**REQUIREMENT**
In your copy, repeat the records exactly and leave out the pictures.
======== WORKING DATA ========
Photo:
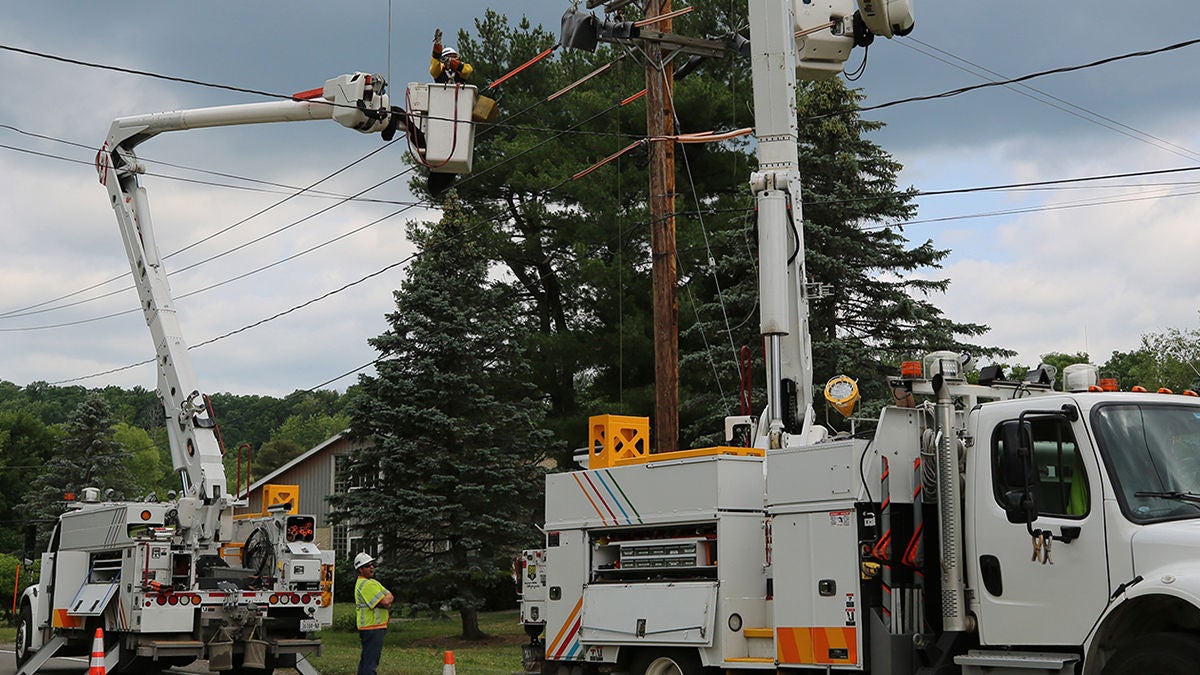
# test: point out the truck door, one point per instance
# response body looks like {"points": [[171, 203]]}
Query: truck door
{"points": [[1029, 595]]}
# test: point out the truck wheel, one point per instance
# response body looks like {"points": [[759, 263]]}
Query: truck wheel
{"points": [[669, 662], [24, 635], [1159, 653]]}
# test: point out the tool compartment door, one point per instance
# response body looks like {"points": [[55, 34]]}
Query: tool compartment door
{"points": [[651, 613]]}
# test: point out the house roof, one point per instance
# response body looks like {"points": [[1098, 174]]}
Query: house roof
{"points": [[298, 460]]}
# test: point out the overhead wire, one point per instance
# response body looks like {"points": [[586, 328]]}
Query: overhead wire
{"points": [[712, 262], [279, 315], [23, 311], [864, 108], [1044, 97], [961, 90]]}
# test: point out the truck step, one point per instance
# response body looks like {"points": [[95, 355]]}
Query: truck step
{"points": [[977, 662], [171, 647]]}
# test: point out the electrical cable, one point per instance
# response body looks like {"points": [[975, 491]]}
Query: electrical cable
{"points": [[1066, 106], [12, 314], [960, 90], [561, 132]]}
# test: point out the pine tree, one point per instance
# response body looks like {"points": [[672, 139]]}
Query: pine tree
{"points": [[453, 473], [88, 455], [576, 251]]}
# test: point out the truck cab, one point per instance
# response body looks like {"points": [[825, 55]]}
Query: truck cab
{"points": [[1101, 555]]}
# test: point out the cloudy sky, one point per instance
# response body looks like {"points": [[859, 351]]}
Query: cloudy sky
{"points": [[1066, 268]]}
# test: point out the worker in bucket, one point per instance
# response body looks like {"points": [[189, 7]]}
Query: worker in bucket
{"points": [[445, 66], [371, 603]]}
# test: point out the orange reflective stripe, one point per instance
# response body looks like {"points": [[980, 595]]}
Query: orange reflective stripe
{"points": [[814, 645]]}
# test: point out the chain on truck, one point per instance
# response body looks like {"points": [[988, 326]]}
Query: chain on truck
{"points": [[1002, 527], [184, 579]]}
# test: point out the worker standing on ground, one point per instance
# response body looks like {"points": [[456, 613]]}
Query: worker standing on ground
{"points": [[371, 603], [445, 66]]}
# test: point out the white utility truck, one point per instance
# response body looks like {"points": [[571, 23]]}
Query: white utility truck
{"points": [[1001, 527], [184, 579]]}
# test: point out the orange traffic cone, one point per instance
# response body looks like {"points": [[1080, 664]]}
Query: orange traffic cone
{"points": [[96, 665]]}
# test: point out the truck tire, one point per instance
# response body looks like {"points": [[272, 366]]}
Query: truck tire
{"points": [[667, 662], [1159, 653], [24, 635]]}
========
**SOLUTION**
Photo:
# test: point out the truck door, one point per instance
# response body looks like {"points": [[171, 203]]}
Query: truck door
{"points": [[1029, 595]]}
# test: point out the truck wheel, one point per instance
# response body looks like {"points": [[759, 263]]}
Query: truck wheel
{"points": [[669, 662], [24, 635], [1159, 653]]}
# test: point out the tool compartment door, one point per instance
# response body looks like {"points": [[55, 34]]}
Query: tool compartment door
{"points": [[651, 613]]}
# test: point out the house roof, one point per instance
# response body looks like {"points": [[1098, 174]]}
Query: house roof
{"points": [[298, 460]]}
# test: point out the overhead wire, one point per instance
# response body looks like {"points": [[586, 328]]}
Query: overhead wire
{"points": [[712, 262], [279, 315], [23, 311], [864, 108], [1044, 97], [961, 90]]}
# test: point out the truck step, one point per instance
# response body looks like {"points": [[95, 355]]}
Query: truck step
{"points": [[977, 662], [171, 647]]}
# test: point out the electrical cable, one point per instance
# response body looks like {"points": [[975, 491]]}
Query: electrical cable
{"points": [[1066, 106], [12, 314], [960, 90], [561, 132]]}
# test: point out the pine tree, one point per instance
# response body looks like {"points": [[672, 139]]}
Query: pine tree
{"points": [[453, 473], [88, 455], [576, 251]]}
# test: point out the truck cab, one point per instance
# response body looks like {"points": [[825, 55]]}
Query: truck cab
{"points": [[1101, 555]]}
# test: point out the cloudy sky, one point per instance
# response body looks like {"points": [[859, 351]]}
Query: cloudy sky
{"points": [[1066, 268]]}
# test: point out the worker in bucket, one point per instance
# response body looks like {"points": [[189, 7]]}
Query: worker in bucket
{"points": [[445, 66], [371, 603]]}
# test: point out the orange reflective stripe, one point per instance
# response body looks like {"points": [[980, 595]]}
Query: orange reflective stripe
{"points": [[814, 645]]}
# test: point out the chain on truck, one point per instance
# response body looks like {"points": [[988, 326]]}
Query: chain on truck
{"points": [[1002, 527], [184, 579]]}
# test: point out the worker standing on ground, one point per instance
# response body looks like {"points": [[456, 613]]}
Query: worker standing on ground
{"points": [[371, 603], [445, 66]]}
# test: point out the white utility truck, one point per instance
# response body looks like {"points": [[571, 23]]}
Query: white utility truck
{"points": [[1001, 527], [184, 579]]}
# test: point out the orange traffic cone, one point per instance
# response body looks like {"points": [[1080, 664]]}
Query: orange traffic cone
{"points": [[96, 665]]}
# test: point out the truck tire, one point per instance
# response body looks like {"points": [[272, 366]]}
Query: truck tire
{"points": [[667, 662], [1159, 653], [24, 635]]}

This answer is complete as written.